++++ Document section

Obviously @Priority wants to avoid the use of phosgene.

I am unclear about whether or not this is a paper exercise for Prioruty or whether or not he wants to actually prepare ethyl centralite, and if so, on what scale?

There are safe alternatives to phosgene such as the solid reagent "triphosgene" which is readily prepared by the UV chlorination of dimethyl carbonate. It is commercially available but expensive. Better to make your own. It reacts like phosgene but slower, and is non-volatile.

For alternative preparative routes to various centralite derivatives, none directly involving phosgenation, the attached paper is very helpful.

Its methods might be modified to prepare centralite itself.

SYNTHESIS OF CERTAIN ETHYL, PHENYL, AND NITROPHENYL DERIVATIVES OF UREA2
PHILIP E. WILCOX, W. A. SCHROEDER
J. Org. Chem.; 1950; 15(5); 944-949. DOI: 10.1021/jo01151a004

Other suggestions:

Stepwise alkylation of sym-diphenylurea with ethyl iodide, diethyl sulfate, or triethyl phosphite.

++++++++
++++ Information given

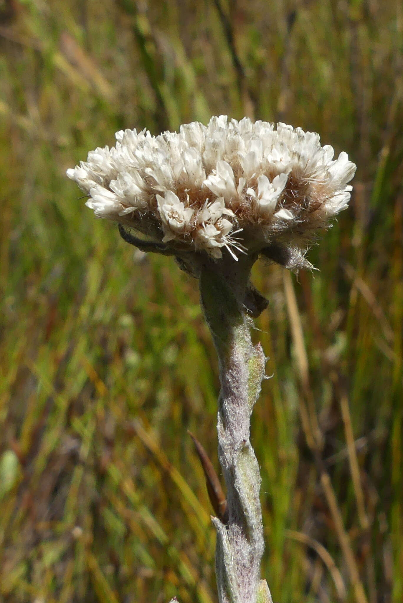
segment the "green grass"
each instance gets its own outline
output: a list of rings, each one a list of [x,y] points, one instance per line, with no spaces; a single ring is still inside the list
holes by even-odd
[[[217,601],[212,510],[186,433],[217,467],[217,368],[197,283],[94,219],[65,171],[121,128],[220,113],[319,131],[358,165],[351,207],[309,253],[320,272],[293,277],[298,312],[282,269],[255,271],[270,304],[254,336],[273,375],[252,431],[262,574],[276,603],[337,601],[316,540],[345,600],[362,601],[325,470],[369,603],[403,599],[403,11],[299,2],[293,21],[279,0],[221,1],[235,54],[213,0],[0,3],[5,601]]]

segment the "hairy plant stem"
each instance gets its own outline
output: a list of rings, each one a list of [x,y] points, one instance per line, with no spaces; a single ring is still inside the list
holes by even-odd
[[[202,305],[218,355],[218,458],[229,511],[227,523],[213,519],[220,603],[271,601],[265,581],[260,580],[264,548],[261,477],[249,441],[250,416],[265,364],[260,343],[252,344],[244,305],[253,263],[248,256],[236,265],[233,260],[212,262],[202,267],[200,276]]]

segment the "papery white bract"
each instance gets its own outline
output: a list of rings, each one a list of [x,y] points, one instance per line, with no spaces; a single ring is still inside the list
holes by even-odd
[[[334,160],[331,147],[300,128],[221,115],[179,133],[116,137],[115,147],[90,151],[67,175],[97,216],[156,237],[174,254],[218,259],[226,249],[236,259],[270,257],[275,247],[298,268],[316,231],[350,198],[355,165],[345,153]]]

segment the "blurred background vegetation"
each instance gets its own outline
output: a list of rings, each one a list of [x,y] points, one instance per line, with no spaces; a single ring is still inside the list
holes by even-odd
[[[358,165],[298,279],[256,267],[276,603],[403,601],[400,0],[0,1],[0,599],[217,601],[197,283],[65,177],[122,128],[284,121]]]

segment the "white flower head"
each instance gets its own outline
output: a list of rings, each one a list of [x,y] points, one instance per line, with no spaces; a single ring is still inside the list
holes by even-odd
[[[163,253],[262,253],[297,269],[350,198],[355,165],[300,128],[221,115],[116,137],[67,175],[97,216],[151,236]]]

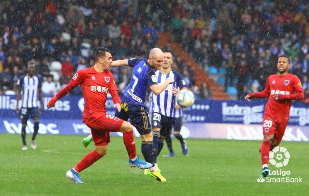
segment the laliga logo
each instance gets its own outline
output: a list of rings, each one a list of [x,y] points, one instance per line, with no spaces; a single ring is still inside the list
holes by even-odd
[[[290,158],[287,149],[277,146],[269,152],[269,162],[276,168],[286,166]]]
[[[263,178],[263,177],[262,176],[262,175],[261,175],[260,176],[260,177],[257,179],[256,181],[259,182],[264,182],[265,181],[265,179]]]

++++++++

- Exercise 1
From the post on preparing ethyl centralite, extract the passage running from "Obviously @Priority wants" to "and is non-volatile.", copied word for word.
- Exercise 2
Extend the post on preparing ethyl centralite by writing what follows its final sentence.

- Response box 1
Obviously @Priority wants to avoid the use of phosgene.

I am unclear about whether or not this is a paper exercise for Prioruty or whether or not he wants to actually prepare ethyl centralite, and if so, on what scale?

There are safe alternatives to phosgene such as the solid reagent "triphosgene" which is readily prepared by the UV chlorination of dimethyl carbonate. It is commercially available but expensive. Better to make your own. It reacts like phosgene but slower, and is non-volatile.

- Response box 2
Example of the use of modified method of the JOC paper:

Prepare ethyl isocyanate by method in footnote 4 (diethyl sulfate, KOCN, potassium carbonate heated together cautiously.) I will obtain the Ber. reference.

React ethyl isocyanate with N-ethylaniline to obtain i,3-diethyl-1-phenylurea.

Alkylate that product with your choice of ethylating reagent to obtain the ethyl centralite.

By now you probably can see why phosgenation of N-ethylaniline is the industrial method.

Ethyl centralite is a common chemical commodity used as a modifier for propellants and as a plasticizer, mostly for cellulose.

If you can buy its precursors you can buy ethyl centralite itself.

So is this an academic exercise or what?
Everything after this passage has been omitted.